• **Selection**:
Skip to main content

performance tuning - Iterate until condition is met


I want to find the first 5 prime numbers of the form $n^6 + 1091$. I have used this code:


 Timing[Select[Table[n^6 + 1091, {n, 10000}], PrimeQ, 5]]


Which gives the desired answer, and takes 0.0156 seconds. What if I didn't have a rough idea of what values of $n$ to check?


Timing[Select[Table[n^6 + 1091, {n, 100000}], PrimeQ, 5]]

Takes 10 times as long.


So, my question is: Is there a simple(ish) way to make Mathematica stop when the desired number of solutions are found?



Answer



A more efficient use of Select


If the likely bound of the problem is easily stored in memory it is practical to generate a Range, which is fast, and then Select from that. Since the Range will be unpacked by Select you must consider the unpacked size. For example:


ByteCount @ Developer`FromPackedArray @ Range@1*^7



240 000 032



This is a reasonable starting size in many cases.


Finding five values take a quarter of a second:


Select[Range@1*^7, PrimeQ[#^6 + 1091] &, 5] // Length // Timing


{0.249, 5}


Fining all values with a seed <= 10^7:


Select[Range@1*^7, PrimeQ[#^6 + 1091] &] // Length // Timing


{19.797, 3338}

You can see that this scales pretty well, without excessive overhead in the case that values are found quickly, yet for your search 3338 results can be found before the limit is reached.

• **Data**:
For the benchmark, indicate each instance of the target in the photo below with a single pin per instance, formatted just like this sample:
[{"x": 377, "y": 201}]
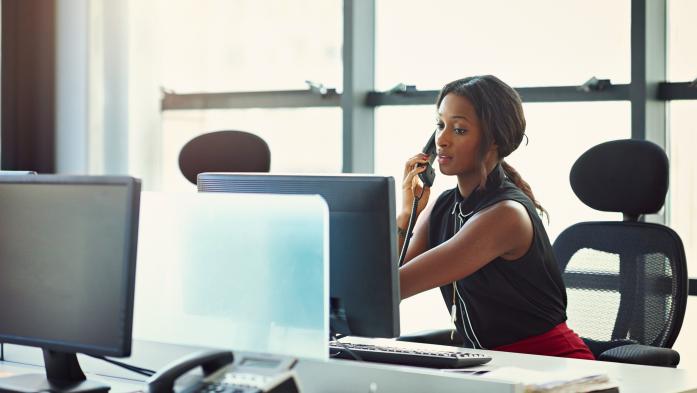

• **To-do list**:
a) In the Mathematica prime-search thread, how many results does the answer find when selecting over all seeds up to 10^7?
b) Extend the Mathematica prime-search thread by picking up after its final sentence.

• **Task-by-task outputs**:
a) 3338

b)
(The seeds found with this method need to be converted to primes with #^6 + 1091 &.)


A method for larger problems



If this will not work, either because you have no idea what the likely upper bound is, or it is too high to hold a Range in memory, then it will be most efficient to operate in blocks, due to Mathematica's vector optimizations.


First, there is a more efficient way to build the list of candidates:


Range[100]^6 + 1091

This takes full advantage of the vectorized operations available.


Pick a large enough block size that the average element processing time is relatively low, but not so large as to process more elements than are likely needed. I will pick a block size of 100,000 and I will try to find 5,000 solutions:


block = 100000;

result = {};


find = 5000;

hits = 0;

Do[
If[hits >= find, Return["Done!"]];
Select[(n block + Range[block])^6 + 1091, PrimeQ] //
(result = {result, #}; hits += Length@#) &,
{n, 0, 1*^9}
] ~Monitor~ n


The results are stored in a linked list rather than using Sow. This has the advantage of letting you open a sub-session and examine the results up to that point. For example, in a separate cell enter:


Flatten @ result // Short

And use F7 to show the results, then resume calculation.


The Monitor lets you see how many blocks have been processed.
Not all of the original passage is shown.